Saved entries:
• • • • • • •
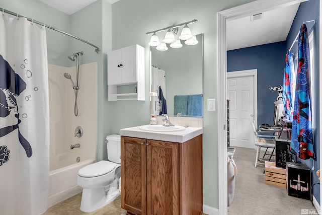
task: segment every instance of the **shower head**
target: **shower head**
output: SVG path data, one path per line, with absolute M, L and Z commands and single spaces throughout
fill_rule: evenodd
M 69 79 L 70 80 L 70 82 L 71 82 L 71 85 L 72 85 L 72 88 L 75 90 L 75 84 L 74 84 L 74 82 L 73 82 L 72 79 L 71 79 L 71 76 L 70 76 L 70 74 L 69 74 L 69 73 L 64 73 L 64 77 L 66 78 L 67 79 Z
M 74 61 L 75 59 L 75 57 L 78 57 L 78 56 L 79 56 L 79 54 L 83 55 L 83 53 L 84 52 L 83 51 L 78 51 L 78 52 L 74 53 L 72 54 L 72 55 L 68 56 L 68 58 L 69 58 L 69 59 L 72 61 Z
M 75 55 L 73 54 L 72 56 L 68 56 L 68 58 L 69 58 L 69 59 L 70 60 L 71 60 L 72 61 L 75 61 Z
M 70 74 L 69 73 L 64 73 L 64 77 L 66 78 L 67 79 L 71 79 L 71 76 L 70 76 Z

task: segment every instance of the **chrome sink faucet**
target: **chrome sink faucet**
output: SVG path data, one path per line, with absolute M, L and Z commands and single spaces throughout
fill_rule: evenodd
M 175 125 L 172 124 L 170 122 L 170 120 L 169 119 L 169 116 L 168 114 L 162 114 L 163 116 L 165 117 L 164 118 L 162 119 L 162 121 L 163 121 L 163 126 L 174 126 Z

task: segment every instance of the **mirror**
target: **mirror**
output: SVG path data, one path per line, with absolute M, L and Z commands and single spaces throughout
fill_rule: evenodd
M 165 110 L 165 103 L 158 99 L 161 88 L 169 115 L 181 113 L 182 116 L 202 117 L 203 34 L 196 38 L 199 43 L 195 45 L 186 45 L 182 40 L 183 46 L 180 48 L 171 48 L 170 44 L 165 51 L 150 47 L 150 114 L 159 115 L 163 105 Z M 190 104 L 188 108 L 187 102 Z

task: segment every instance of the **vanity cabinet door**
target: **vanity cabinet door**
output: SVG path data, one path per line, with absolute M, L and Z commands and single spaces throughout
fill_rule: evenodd
M 146 214 L 146 140 L 121 136 L 121 205 Z
M 147 214 L 179 214 L 179 145 L 147 140 Z

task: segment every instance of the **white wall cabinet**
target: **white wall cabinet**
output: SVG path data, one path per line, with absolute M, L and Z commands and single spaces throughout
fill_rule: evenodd
M 109 101 L 145 100 L 144 48 L 138 45 L 110 51 L 107 56 Z M 136 85 L 136 92 L 117 93 L 117 87 Z M 134 88 L 133 91 L 134 91 Z

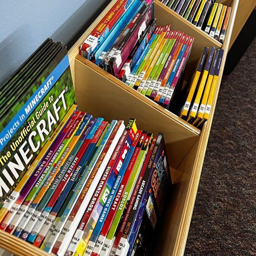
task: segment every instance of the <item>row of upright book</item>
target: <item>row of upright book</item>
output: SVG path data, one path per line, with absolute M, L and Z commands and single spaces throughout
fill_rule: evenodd
M 172 184 L 163 135 L 78 111 L 49 38 L 0 88 L 0 229 L 58 256 L 146 255 Z
M 163 135 L 76 108 L 14 189 L 17 199 L 5 201 L 0 228 L 60 256 L 145 255 L 171 184 Z
M 221 63 L 222 57 L 219 60 L 218 56 L 219 52 L 220 56 L 223 56 L 223 51 L 216 50 L 215 64 L 212 65 L 212 51 L 209 53 L 206 50 L 208 47 L 202 49 L 204 58 L 199 60 L 201 64 L 199 68 L 201 69 L 195 70 L 194 80 L 188 83 L 183 80 L 183 74 L 194 38 L 182 31 L 172 30 L 171 24 L 156 26 L 156 22 L 154 2 L 117 1 L 80 45 L 80 54 L 127 86 L 201 128 L 208 119 L 211 108 L 206 108 L 207 114 L 203 118 L 201 112 L 198 114 L 198 107 L 195 107 L 201 103 L 202 107 L 208 104 L 208 97 L 213 97 L 212 95 L 215 90 L 213 86 L 211 87 L 211 75 L 214 74 L 217 61 Z M 211 67 L 211 73 L 205 87 Z M 191 69 L 191 67 L 188 69 Z M 200 76 L 201 73 L 204 75 Z M 215 79 L 213 81 L 216 83 Z M 190 93 L 187 99 L 188 90 Z M 192 106 L 194 107 L 193 111 L 191 109 L 192 102 Z M 188 113 L 185 113 L 185 111 Z
M 161 0 L 175 12 L 223 43 L 232 8 L 216 0 Z
M 179 113 L 199 128 L 209 117 L 224 54 L 222 49 L 205 47 Z

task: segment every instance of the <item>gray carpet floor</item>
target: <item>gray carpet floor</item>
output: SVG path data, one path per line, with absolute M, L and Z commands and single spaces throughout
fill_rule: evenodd
M 185 255 L 256 255 L 256 38 L 222 77 Z

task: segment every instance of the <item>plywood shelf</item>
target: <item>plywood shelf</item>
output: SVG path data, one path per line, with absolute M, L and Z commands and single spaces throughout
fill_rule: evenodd
M 161 246 L 154 255 L 181 256 L 184 253 L 201 172 L 210 133 L 214 111 L 235 18 L 239 0 L 223 1 L 232 11 L 223 44 L 208 36 L 167 6 L 156 1 L 157 24 L 170 23 L 172 29 L 195 37 L 187 65 L 194 65 L 205 46 L 225 50 L 219 78 L 209 120 L 201 131 L 140 95 L 87 60 L 78 55 L 78 47 L 104 14 L 113 1 L 69 51 L 70 67 L 79 109 L 110 121 L 136 118 L 138 128 L 165 134 L 171 174 L 174 183 L 172 198 L 167 202 L 163 226 L 158 235 Z M 50 255 L 13 235 L 0 231 L 0 247 L 17 255 Z

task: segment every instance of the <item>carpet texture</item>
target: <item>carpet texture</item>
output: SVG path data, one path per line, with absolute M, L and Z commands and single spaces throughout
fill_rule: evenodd
M 256 39 L 224 76 L 185 255 L 256 255 Z

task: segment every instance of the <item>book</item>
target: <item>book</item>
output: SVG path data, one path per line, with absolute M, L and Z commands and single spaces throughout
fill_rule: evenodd
M 181 113 L 180 114 L 180 117 L 181 118 L 186 118 L 187 115 L 188 114 L 188 110 L 189 110 L 191 104 L 192 102 L 192 99 L 201 75 L 201 73 L 202 72 L 202 70 L 205 64 L 205 61 L 207 57 L 208 49 L 208 47 L 205 47 L 204 48 L 204 51 L 198 62 L 196 70 L 195 70 L 194 76 L 191 80 L 186 101 L 181 109 Z
M 211 69 L 208 75 L 206 84 L 204 90 L 202 100 L 200 102 L 199 108 L 198 109 L 198 113 L 196 115 L 196 118 L 193 122 L 193 125 L 195 125 L 195 124 L 196 123 L 200 120 L 202 119 L 203 118 L 204 114 L 205 111 L 205 107 L 207 102 L 208 97 L 213 78 L 213 76 L 214 75 L 214 72 L 217 64 L 219 51 L 220 50 L 218 49 L 216 49 L 215 50 L 214 56 L 212 63 L 212 65 L 211 67 Z

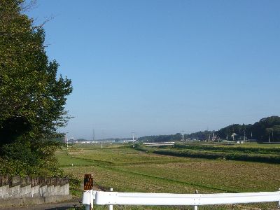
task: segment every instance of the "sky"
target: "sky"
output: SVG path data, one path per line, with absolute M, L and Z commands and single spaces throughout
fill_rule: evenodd
M 218 130 L 280 115 L 280 1 L 38 0 L 71 79 L 69 137 Z

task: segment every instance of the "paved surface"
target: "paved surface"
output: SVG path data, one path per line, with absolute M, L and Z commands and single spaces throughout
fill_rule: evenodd
M 21 207 L 0 207 L 0 210 L 66 210 L 69 208 L 73 208 L 74 205 L 79 206 L 79 201 L 80 201 L 80 199 L 76 199 L 56 204 L 34 204 Z

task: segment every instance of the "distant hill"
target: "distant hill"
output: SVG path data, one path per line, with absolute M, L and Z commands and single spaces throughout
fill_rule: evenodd
M 230 140 L 232 134 L 234 133 L 235 139 L 242 139 L 244 135 L 247 139 L 255 139 L 256 141 L 268 141 L 270 139 L 271 142 L 280 141 L 280 117 L 271 116 L 260 120 L 260 121 L 254 124 L 239 125 L 233 124 L 225 127 L 221 128 L 219 130 L 215 131 L 200 131 L 197 132 L 185 134 L 184 139 L 200 140 L 206 140 L 213 134 L 218 138 Z M 182 135 L 180 133 L 170 135 L 155 135 L 146 136 L 138 139 L 141 141 L 180 141 L 182 139 Z

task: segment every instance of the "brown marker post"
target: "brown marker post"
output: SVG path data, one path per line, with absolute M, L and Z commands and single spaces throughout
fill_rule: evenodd
M 93 188 L 93 174 L 85 174 L 83 179 L 83 190 L 90 190 Z

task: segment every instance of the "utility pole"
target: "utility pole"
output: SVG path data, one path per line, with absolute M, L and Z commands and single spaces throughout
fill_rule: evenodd
M 268 132 L 268 143 L 270 143 L 270 133 Z
M 244 133 L 244 141 L 246 142 L 246 132 L 243 132 Z

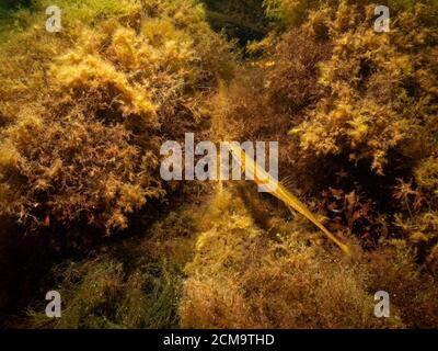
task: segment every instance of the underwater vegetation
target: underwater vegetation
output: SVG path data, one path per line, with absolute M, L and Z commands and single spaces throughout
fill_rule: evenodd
• • • • • • •
Problem statement:
Rewrite everything from "task: segment every instance of the <item>book</item>" down to "M 181 113 L", substituting "notebook" for "book" and keeping all else unchanged.

The response:
task: segment every instance of the <item>notebook</item>
target: <item>notebook</item>
output: SVG path data, one path per line, with absolute M, L and Z commands and single spaces throughout
fill_rule: evenodd
M 181 113 L 180 114 L 180 117 L 181 118 L 186 118 L 187 115 L 188 114 L 188 110 L 189 110 L 191 104 L 192 102 L 192 99 L 201 75 L 201 73 L 202 72 L 202 70 L 205 64 L 205 61 L 207 57 L 208 49 L 208 47 L 205 47 L 204 48 L 204 51 L 198 62 L 196 70 L 195 70 L 194 76 L 191 80 L 186 101 L 181 109 Z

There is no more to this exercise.